THE TASK: Please pull every line from the records below that contains the word "metal" and copy each one out unchanged.
_ _ _ _
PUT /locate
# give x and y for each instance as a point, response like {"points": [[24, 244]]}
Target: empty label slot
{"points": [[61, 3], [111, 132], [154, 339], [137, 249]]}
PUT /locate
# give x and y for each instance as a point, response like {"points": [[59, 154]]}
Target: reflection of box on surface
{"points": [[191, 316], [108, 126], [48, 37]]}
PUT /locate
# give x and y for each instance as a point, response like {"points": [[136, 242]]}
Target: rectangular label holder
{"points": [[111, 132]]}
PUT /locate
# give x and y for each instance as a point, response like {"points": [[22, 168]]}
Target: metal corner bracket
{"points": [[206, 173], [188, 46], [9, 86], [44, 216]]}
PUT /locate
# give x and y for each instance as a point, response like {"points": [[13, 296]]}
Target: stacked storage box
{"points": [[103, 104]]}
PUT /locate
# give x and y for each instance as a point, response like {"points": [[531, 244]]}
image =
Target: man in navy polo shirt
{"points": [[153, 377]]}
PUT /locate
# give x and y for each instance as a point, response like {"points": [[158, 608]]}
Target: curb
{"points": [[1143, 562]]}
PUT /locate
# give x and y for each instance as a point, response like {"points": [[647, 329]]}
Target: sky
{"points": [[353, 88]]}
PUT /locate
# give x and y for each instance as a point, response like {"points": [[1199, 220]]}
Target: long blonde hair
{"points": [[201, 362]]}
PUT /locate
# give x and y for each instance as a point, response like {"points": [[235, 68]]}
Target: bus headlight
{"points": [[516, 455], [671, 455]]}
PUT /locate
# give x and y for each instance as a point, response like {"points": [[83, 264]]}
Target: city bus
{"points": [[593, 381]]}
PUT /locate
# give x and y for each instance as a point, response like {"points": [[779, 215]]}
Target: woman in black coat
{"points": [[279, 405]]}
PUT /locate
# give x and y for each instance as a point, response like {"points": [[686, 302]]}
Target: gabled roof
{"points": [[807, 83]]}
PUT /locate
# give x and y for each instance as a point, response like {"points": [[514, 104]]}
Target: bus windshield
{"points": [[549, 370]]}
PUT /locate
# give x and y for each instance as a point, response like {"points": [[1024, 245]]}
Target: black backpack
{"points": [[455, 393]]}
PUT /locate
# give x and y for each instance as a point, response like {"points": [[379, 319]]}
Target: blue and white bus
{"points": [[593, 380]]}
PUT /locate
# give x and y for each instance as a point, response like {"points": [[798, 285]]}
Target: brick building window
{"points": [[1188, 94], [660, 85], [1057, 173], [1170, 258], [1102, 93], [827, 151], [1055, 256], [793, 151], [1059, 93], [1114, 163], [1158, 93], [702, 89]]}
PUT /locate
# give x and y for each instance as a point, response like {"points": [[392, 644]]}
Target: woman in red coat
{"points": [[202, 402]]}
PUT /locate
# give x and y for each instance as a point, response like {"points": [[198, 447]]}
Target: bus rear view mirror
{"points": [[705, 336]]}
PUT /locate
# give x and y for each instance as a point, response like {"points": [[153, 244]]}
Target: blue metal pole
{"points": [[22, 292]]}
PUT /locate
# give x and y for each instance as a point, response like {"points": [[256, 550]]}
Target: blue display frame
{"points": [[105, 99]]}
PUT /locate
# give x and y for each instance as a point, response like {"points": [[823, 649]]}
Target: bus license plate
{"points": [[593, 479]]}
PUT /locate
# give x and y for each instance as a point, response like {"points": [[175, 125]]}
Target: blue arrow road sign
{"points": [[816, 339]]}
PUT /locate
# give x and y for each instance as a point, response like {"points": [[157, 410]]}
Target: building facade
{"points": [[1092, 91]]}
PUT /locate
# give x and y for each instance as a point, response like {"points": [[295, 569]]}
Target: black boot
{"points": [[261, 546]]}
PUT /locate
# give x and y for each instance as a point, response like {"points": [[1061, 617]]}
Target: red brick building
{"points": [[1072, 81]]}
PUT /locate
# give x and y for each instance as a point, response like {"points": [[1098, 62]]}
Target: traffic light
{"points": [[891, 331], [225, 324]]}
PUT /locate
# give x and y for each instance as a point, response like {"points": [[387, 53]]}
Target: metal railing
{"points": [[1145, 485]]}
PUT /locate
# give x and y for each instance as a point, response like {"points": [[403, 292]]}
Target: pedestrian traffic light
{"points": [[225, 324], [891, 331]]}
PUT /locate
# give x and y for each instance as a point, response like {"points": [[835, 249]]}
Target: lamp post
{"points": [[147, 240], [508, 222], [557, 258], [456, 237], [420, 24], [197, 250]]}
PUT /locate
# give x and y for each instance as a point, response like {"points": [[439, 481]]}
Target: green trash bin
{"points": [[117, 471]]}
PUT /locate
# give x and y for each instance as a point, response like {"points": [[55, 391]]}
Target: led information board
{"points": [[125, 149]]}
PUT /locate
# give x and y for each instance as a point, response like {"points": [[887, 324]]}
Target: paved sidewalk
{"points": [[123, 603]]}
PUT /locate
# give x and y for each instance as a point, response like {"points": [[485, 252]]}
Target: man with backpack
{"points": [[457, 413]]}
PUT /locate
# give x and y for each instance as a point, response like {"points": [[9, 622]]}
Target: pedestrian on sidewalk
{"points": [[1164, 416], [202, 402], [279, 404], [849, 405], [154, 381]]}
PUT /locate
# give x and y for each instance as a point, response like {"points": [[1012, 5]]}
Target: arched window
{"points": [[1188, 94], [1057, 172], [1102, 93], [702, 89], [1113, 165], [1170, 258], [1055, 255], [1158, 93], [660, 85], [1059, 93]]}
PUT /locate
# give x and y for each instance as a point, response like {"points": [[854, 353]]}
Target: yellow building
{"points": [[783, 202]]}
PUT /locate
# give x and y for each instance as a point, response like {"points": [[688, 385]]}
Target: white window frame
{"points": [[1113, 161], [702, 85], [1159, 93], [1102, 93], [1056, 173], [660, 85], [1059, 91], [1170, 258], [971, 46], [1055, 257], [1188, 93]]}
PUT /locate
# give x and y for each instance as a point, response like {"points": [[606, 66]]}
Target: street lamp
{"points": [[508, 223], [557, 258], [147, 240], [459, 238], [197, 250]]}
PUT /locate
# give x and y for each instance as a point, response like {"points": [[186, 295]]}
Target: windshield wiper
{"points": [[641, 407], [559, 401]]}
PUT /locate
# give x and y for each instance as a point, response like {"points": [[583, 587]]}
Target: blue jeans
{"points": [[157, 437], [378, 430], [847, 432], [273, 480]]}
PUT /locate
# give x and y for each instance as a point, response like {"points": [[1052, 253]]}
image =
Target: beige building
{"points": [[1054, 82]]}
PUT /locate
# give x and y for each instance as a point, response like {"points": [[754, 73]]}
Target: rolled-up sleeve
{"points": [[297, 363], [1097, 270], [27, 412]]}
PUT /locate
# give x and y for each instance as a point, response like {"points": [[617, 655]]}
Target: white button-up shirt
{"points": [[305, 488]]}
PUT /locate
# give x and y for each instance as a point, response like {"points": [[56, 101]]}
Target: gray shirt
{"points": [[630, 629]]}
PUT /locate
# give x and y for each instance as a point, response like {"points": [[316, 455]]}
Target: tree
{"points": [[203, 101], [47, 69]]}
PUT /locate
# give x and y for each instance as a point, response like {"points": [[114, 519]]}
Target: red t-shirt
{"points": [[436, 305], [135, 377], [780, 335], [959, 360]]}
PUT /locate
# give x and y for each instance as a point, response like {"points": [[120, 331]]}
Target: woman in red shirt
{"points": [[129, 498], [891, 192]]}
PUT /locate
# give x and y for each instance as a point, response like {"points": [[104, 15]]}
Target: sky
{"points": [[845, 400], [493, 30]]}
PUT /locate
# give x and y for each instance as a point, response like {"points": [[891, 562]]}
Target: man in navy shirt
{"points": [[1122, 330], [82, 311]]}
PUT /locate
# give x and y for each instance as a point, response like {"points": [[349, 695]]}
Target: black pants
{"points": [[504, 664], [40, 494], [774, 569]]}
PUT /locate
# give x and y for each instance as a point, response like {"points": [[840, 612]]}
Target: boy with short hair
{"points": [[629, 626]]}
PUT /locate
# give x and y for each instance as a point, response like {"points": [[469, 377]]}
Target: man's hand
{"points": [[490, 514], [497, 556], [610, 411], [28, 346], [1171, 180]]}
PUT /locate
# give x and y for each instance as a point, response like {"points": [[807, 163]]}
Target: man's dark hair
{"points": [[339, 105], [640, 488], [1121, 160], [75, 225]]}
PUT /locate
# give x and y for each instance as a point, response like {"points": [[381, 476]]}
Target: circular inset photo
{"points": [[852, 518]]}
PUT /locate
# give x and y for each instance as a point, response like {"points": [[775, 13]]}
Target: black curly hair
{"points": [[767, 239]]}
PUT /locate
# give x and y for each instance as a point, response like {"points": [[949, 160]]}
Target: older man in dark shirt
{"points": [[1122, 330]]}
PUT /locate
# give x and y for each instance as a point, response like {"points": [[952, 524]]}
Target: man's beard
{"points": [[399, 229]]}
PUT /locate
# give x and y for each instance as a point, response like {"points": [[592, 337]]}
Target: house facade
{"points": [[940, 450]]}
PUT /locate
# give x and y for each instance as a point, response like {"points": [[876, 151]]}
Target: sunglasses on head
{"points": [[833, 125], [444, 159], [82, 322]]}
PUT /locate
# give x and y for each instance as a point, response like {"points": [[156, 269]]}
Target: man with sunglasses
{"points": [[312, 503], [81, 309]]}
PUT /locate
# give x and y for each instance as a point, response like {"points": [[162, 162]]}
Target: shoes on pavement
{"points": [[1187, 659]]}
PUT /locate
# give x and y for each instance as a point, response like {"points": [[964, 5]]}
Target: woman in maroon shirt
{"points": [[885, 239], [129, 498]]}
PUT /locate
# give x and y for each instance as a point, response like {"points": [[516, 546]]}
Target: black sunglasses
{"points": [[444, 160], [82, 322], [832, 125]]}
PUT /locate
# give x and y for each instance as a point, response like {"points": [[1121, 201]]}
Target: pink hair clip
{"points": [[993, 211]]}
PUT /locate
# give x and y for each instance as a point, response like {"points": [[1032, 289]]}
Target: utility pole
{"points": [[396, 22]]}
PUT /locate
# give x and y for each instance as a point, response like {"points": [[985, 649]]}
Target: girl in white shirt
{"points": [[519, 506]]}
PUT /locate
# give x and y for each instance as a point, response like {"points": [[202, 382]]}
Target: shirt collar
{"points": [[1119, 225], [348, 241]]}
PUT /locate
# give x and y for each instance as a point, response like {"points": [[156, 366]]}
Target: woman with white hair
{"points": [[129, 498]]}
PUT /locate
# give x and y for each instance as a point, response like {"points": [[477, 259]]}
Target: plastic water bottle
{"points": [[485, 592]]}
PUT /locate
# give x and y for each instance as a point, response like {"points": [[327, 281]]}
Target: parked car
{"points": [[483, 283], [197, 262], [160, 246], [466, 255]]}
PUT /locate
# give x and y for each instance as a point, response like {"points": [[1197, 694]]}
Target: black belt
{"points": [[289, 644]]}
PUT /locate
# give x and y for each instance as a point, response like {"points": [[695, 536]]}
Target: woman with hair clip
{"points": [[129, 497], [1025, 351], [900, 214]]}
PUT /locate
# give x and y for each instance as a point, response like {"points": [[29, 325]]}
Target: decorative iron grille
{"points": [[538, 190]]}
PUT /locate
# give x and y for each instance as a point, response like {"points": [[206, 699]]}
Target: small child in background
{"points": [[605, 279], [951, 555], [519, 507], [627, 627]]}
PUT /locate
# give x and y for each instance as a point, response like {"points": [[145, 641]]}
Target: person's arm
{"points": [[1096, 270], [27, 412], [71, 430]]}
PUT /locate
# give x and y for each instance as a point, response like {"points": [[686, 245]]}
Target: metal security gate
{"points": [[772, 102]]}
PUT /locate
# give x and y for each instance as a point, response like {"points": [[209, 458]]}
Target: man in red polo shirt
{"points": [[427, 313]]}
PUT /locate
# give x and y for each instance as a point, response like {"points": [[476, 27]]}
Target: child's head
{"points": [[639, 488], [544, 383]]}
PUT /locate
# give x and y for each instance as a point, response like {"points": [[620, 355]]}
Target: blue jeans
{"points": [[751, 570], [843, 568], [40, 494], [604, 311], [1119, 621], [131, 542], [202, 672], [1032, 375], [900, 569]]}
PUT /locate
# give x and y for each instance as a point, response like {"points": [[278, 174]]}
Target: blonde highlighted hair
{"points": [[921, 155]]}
_ _ _ _
ANSWER TO THIS TASK:
Target: metal corner bracket
Target: blue metal pole
Target: metal railing
Target: metal security gate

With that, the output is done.